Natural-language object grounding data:
☆ ☆ ☆ ☆ ☆

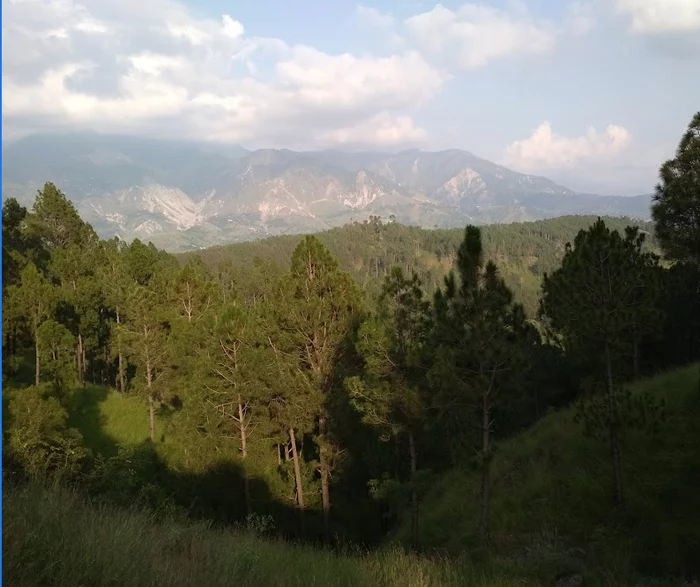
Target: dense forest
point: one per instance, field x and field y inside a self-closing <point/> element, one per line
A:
<point x="523" y="251"/>
<point x="316" y="388"/>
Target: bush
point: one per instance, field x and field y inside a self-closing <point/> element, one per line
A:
<point x="39" y="440"/>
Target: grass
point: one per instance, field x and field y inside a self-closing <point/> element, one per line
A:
<point x="54" y="537"/>
<point x="551" y="514"/>
<point x="552" y="492"/>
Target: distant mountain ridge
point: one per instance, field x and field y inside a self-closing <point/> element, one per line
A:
<point x="186" y="196"/>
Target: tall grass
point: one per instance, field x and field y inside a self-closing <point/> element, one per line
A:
<point x="53" y="537"/>
<point x="552" y="494"/>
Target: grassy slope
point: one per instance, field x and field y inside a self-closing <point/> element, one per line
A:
<point x="552" y="492"/>
<point x="52" y="537"/>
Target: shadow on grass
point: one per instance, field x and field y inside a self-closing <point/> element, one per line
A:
<point x="136" y="473"/>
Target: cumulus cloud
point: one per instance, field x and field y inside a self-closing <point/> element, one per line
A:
<point x="661" y="16"/>
<point x="546" y="150"/>
<point x="372" y="17"/>
<point x="476" y="34"/>
<point x="134" y="66"/>
<point x="383" y="130"/>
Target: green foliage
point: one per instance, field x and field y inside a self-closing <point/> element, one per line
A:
<point x="553" y="509"/>
<point x="324" y="369"/>
<point x="57" y="354"/>
<point x="39" y="440"/>
<point x="523" y="251"/>
<point x="56" y="221"/>
<point x="104" y="546"/>
<point x="676" y="207"/>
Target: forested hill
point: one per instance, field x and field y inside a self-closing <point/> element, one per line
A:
<point x="524" y="251"/>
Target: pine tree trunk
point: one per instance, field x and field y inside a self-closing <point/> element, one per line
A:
<point x="635" y="354"/>
<point x="85" y="364"/>
<point x="486" y="464"/>
<point x="37" y="366"/>
<point x="325" y="489"/>
<point x="151" y="407"/>
<point x="81" y="359"/>
<point x="122" y="386"/>
<point x="414" y="488"/>
<point x="244" y="454"/>
<point x="297" y="479"/>
<point x="614" y="440"/>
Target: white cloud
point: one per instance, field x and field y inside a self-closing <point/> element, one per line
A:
<point x="580" y="18"/>
<point x="661" y="16"/>
<point x="134" y="66"/>
<point x="476" y="34"/>
<point x="372" y="17"/>
<point x="382" y="130"/>
<point x="546" y="150"/>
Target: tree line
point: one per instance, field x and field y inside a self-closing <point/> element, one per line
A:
<point x="345" y="403"/>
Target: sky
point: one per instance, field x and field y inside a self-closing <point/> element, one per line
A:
<point x="595" y="94"/>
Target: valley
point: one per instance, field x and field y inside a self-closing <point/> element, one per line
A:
<point x="187" y="196"/>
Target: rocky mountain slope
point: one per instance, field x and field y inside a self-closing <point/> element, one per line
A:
<point x="185" y="196"/>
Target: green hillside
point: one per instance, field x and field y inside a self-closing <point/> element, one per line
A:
<point x="524" y="251"/>
<point x="551" y="494"/>
<point x="102" y="546"/>
<point x="552" y="516"/>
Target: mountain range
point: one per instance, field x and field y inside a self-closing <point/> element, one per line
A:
<point x="187" y="196"/>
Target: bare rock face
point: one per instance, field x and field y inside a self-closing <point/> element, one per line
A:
<point x="194" y="195"/>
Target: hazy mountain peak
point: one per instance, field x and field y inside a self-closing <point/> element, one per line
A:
<point x="179" y="192"/>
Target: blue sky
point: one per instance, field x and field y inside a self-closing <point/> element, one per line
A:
<point x="594" y="94"/>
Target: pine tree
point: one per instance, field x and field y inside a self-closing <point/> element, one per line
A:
<point x="317" y="319"/>
<point x="147" y="343"/>
<point x="116" y="283"/>
<point x="56" y="221"/>
<point x="479" y="336"/>
<point x="35" y="298"/>
<point x="676" y="208"/>
<point x="595" y="300"/>
<point x="389" y="393"/>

☆ ☆ ☆ ☆ ☆

Exercise: Across the data, tally the lines containing "tree" and give back the number alone.

Answer section: 3